▶ _EXTRACTED INFORMATION_
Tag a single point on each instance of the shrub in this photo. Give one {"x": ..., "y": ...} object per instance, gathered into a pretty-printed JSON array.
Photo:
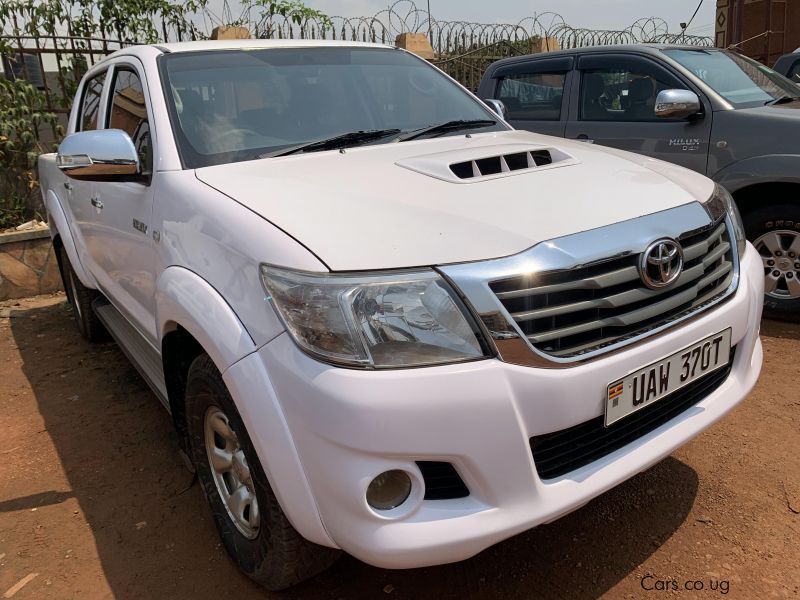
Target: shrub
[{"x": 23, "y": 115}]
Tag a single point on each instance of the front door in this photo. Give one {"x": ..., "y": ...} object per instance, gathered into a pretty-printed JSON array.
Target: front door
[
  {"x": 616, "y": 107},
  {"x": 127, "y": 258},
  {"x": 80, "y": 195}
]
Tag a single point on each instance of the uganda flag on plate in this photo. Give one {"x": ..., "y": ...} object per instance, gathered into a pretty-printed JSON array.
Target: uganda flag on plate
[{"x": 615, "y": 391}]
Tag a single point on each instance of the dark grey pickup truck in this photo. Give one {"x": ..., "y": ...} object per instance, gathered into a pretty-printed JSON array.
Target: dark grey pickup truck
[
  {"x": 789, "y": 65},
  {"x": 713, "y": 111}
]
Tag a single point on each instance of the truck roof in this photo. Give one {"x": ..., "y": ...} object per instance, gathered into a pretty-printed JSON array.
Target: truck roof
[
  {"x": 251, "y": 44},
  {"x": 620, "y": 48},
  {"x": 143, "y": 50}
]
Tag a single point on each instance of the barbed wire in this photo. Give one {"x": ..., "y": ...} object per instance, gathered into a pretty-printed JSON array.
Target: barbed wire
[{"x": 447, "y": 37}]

---

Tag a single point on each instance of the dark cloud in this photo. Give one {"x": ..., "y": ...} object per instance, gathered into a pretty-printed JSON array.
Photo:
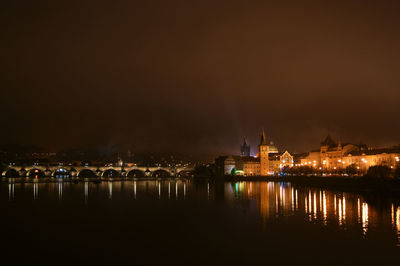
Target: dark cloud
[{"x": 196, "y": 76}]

▶ _WORK REQUEST_
Only the lines above from the line with "Target: truck roof" to the line with "Tag a single point on each instance of the barbed", those two lines included, should be reproduced exactly.

▶ _EXERCISE OUTPUT_
Target: truck roof
[
  {"x": 251, "y": 44},
  {"x": 620, "y": 48},
  {"x": 143, "y": 50}
]
Tag a single point on each instance of the barbed wire in this photo. Give one {"x": ..., "y": ...} object per instance, gathered into a pretty-printed JSON array.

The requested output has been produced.